Text passage -
-- Opening Marker --

RG Bushell has been working with the Woodland Trust since 2021. The trust has been exceptional in their support for producing home-grown shingles.
Material has been sourced from a site by the Dornoch Firth, which has had an outstanding stand of Larch trees. Unfortunately, the spread of the fungal disease phytophthora ramorum, which is lethal to Larch is encroaching ever northward.
To mitigate this, the Woodland Trust secured funding to pre-emptively fell this stand ahead of infection. This work was part of a greater effort to restore the native Caledonian forest ecology of Scots Pine.
The density of grain means that the shingles produced from this stand will be incredibly durable. So fine is the grain that it is possible to make tangentially split shingles from them, which is only possible with the finest quality timbers.
RG Bushell is not the only beneficiary of this fine stand of Larch. It has also been used by boat builders on the West Coast, and for the construction of a house in Cannich.
These Larch trees are of phenomenal quality. They are over 170 years old, and took root in the 1850s at a time of great upheaval in the landscape, during the clearances. They survived to the Second World War, where they were likely pruned by the Canadian Forestry Corps. This dose of management contributed to this stand having fine, tight grain and very few knots on the lower sections of the trunk: ideal for shingle making.
These trees have also grown tall sheltered from the wind. When exposed to wind, the grain splits in a spiralling twist. This timber splits extraordinarily straight.

-- Closing Marker --

Referring expression data
-- Opening Marker --

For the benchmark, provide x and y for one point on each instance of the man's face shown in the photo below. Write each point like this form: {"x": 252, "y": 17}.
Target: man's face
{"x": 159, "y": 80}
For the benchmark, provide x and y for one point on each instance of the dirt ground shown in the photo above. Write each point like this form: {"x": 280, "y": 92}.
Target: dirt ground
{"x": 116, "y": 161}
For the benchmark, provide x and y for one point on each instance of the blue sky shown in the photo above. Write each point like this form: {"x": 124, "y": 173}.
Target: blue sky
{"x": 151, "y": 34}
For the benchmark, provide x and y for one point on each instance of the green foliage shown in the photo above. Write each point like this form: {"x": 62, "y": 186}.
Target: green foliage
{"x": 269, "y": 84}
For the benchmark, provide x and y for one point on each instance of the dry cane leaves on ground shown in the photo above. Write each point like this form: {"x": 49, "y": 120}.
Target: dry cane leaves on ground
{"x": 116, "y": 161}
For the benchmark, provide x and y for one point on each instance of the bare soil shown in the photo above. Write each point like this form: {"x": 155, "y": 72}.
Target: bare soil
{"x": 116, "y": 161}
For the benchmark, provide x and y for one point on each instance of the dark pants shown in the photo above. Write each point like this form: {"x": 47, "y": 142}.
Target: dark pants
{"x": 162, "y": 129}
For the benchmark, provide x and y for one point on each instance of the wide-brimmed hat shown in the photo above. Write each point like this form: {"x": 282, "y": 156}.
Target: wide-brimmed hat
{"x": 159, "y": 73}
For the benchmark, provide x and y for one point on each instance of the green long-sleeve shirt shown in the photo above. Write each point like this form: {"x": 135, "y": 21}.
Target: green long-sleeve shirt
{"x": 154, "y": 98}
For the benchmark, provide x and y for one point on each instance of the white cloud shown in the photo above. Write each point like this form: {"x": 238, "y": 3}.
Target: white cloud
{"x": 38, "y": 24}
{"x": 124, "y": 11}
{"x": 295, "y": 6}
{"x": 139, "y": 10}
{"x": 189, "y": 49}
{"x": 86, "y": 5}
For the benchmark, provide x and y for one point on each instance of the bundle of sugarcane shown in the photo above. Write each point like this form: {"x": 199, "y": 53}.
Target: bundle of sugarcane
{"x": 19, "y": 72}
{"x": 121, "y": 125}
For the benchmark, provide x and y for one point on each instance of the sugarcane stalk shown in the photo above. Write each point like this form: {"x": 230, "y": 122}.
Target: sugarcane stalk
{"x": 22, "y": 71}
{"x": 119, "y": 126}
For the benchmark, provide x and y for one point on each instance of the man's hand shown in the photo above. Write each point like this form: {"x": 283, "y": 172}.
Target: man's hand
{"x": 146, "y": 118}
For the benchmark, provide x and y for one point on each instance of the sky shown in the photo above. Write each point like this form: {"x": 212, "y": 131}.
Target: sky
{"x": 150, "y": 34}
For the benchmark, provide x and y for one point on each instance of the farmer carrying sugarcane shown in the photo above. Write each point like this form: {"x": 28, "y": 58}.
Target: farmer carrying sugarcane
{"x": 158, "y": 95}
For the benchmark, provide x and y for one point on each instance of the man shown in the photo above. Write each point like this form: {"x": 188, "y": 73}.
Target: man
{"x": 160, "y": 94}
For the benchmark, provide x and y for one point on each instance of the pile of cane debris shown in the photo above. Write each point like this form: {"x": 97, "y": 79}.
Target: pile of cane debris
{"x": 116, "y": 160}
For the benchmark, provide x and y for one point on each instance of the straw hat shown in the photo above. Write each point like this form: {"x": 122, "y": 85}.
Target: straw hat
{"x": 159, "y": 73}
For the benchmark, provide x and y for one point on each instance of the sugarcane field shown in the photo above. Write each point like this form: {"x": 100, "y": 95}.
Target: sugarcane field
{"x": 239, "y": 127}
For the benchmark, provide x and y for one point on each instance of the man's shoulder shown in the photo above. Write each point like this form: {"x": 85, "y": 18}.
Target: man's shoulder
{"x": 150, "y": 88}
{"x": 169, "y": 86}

-- Closing Marker --
-- Opening Marker --

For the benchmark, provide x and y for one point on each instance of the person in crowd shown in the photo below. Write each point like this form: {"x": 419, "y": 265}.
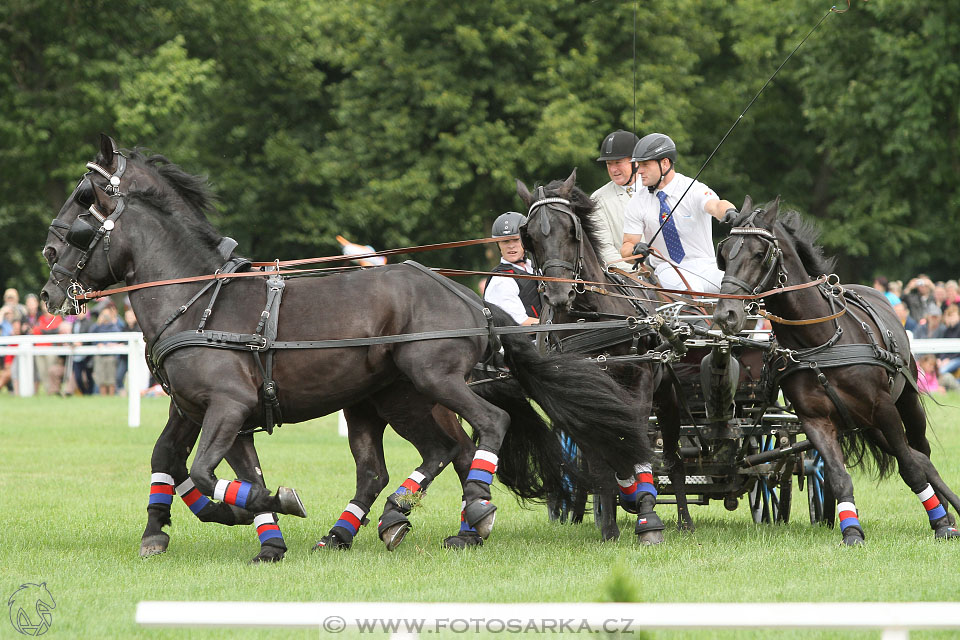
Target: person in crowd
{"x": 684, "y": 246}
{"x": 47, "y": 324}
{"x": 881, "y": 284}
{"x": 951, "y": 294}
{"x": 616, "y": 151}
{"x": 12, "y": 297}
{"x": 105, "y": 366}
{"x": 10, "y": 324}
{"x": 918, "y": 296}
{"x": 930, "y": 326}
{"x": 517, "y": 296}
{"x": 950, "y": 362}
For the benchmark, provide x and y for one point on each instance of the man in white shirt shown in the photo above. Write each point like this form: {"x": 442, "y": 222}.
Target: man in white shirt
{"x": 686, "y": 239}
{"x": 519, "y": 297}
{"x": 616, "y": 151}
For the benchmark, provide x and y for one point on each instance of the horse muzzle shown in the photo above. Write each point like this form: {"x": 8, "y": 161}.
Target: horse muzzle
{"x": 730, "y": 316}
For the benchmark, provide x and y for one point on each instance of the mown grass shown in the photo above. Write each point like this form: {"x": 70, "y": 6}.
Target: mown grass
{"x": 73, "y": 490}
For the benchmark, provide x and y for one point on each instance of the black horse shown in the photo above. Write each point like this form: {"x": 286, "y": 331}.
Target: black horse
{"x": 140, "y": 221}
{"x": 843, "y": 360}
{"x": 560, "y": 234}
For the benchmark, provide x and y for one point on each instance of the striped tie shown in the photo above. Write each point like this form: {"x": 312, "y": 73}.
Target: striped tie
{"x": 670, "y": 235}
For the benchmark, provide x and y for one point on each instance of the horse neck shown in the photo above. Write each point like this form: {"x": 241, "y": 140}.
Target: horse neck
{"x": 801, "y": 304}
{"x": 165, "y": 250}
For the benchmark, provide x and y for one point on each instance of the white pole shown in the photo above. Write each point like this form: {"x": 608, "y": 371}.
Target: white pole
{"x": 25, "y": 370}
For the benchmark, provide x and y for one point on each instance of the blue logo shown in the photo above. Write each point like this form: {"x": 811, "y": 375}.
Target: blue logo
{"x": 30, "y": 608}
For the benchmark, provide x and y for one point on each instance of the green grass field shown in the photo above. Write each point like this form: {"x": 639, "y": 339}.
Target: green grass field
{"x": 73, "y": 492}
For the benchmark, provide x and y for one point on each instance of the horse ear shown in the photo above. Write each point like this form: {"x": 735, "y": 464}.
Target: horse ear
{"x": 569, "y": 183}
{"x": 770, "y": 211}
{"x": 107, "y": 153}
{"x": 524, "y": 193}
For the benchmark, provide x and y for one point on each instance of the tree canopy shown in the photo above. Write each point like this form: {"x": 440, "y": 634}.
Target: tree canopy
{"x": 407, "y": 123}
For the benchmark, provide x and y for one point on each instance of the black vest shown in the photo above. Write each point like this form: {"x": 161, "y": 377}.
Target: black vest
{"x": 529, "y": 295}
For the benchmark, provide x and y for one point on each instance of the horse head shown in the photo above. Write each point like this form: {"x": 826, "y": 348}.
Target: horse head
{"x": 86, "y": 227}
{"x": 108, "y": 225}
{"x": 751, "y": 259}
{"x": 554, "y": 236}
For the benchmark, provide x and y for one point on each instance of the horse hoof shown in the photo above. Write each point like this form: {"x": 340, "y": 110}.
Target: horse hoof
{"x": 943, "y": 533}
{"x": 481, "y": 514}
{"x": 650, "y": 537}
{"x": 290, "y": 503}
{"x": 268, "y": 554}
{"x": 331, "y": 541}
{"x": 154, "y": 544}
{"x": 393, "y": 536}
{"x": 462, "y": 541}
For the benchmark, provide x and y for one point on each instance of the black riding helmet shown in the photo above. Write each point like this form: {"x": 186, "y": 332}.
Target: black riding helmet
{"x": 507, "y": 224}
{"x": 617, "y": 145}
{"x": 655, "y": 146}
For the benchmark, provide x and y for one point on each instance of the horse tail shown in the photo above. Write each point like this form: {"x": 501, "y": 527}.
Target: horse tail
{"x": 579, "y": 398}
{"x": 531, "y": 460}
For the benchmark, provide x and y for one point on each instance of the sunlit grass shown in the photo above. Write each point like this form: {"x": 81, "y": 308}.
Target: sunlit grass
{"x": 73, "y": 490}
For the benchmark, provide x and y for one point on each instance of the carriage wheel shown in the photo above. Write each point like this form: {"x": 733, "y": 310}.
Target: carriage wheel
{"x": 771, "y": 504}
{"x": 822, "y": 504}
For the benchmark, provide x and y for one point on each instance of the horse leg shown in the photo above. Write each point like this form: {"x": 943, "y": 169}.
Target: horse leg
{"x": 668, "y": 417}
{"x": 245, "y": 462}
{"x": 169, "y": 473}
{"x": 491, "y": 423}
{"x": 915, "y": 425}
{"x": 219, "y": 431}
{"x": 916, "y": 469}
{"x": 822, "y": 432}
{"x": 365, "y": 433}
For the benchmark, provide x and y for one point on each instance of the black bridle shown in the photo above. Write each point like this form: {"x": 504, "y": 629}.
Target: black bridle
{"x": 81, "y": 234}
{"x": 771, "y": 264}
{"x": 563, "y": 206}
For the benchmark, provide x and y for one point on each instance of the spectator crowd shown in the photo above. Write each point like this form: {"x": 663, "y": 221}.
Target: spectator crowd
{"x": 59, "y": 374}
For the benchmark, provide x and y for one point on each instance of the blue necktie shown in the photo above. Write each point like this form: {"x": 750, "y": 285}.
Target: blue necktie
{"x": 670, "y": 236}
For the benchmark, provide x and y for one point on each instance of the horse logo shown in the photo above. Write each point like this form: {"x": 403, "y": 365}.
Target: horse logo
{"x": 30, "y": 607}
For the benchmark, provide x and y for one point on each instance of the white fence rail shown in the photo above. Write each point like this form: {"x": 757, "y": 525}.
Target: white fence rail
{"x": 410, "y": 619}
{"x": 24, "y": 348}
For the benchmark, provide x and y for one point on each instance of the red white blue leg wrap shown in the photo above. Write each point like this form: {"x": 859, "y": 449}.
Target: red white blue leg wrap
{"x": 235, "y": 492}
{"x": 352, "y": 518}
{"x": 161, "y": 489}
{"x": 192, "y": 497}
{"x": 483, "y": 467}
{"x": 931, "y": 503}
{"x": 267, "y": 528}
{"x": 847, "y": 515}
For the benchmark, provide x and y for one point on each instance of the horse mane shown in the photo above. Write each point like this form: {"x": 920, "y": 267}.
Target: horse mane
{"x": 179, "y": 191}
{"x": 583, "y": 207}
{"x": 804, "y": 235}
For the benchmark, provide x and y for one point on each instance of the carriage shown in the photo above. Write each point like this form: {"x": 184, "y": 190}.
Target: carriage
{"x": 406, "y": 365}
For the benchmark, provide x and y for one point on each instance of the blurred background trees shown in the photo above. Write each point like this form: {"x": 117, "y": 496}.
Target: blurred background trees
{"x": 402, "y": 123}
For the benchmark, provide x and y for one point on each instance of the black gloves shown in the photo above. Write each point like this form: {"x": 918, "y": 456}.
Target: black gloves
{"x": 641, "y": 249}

-- Closing Marker --
-- Opening Marker --

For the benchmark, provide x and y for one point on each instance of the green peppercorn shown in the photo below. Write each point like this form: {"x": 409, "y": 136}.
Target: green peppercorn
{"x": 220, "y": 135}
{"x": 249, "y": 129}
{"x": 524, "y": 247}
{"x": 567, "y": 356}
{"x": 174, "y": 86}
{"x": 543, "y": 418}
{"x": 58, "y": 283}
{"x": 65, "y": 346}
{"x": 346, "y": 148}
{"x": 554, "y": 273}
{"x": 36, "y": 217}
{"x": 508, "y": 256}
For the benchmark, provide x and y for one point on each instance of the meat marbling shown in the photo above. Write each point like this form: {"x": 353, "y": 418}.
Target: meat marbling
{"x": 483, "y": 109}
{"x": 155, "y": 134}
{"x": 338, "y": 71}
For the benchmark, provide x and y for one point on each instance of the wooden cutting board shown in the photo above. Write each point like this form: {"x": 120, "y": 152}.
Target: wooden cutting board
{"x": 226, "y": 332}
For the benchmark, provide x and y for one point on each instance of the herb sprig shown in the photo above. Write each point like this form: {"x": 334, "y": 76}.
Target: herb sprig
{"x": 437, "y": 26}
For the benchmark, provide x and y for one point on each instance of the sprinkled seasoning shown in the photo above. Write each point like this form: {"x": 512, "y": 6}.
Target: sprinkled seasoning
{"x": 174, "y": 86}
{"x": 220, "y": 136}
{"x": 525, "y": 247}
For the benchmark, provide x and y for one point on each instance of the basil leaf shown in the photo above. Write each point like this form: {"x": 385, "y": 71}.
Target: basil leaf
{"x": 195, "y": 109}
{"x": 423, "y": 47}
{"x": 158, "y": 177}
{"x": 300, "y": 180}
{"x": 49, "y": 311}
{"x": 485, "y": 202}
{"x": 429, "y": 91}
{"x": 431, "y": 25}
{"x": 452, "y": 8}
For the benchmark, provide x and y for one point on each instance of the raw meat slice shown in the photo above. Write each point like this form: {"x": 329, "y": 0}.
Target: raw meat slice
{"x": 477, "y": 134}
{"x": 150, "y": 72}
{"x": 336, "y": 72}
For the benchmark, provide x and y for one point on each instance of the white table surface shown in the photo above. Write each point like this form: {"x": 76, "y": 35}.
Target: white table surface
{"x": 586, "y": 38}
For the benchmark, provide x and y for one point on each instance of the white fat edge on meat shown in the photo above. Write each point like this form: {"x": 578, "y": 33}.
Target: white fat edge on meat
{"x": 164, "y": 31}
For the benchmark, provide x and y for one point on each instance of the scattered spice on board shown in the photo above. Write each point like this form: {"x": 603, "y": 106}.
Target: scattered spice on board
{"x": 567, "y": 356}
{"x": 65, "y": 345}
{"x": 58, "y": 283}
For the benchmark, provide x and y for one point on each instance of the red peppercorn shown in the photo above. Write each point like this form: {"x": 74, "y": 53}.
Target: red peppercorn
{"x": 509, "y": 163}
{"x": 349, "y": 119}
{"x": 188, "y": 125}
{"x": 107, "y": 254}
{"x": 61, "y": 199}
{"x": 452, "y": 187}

-- Closing Marker --

Work request -
Answer these questions from the text about the Larch stand:
1. Since what year has RG Bushell been working with the Woodland Trust?
2. What fungal disease, lethal to Larch, is spreading northward?
3. Who likely pruned the trees during the Second World War?
Rely only on the text about the Larch stand and nothing else.

Exercise answer -
1. 2021
2. Phytophthora ramorum
3. The Canadian Forestry Corps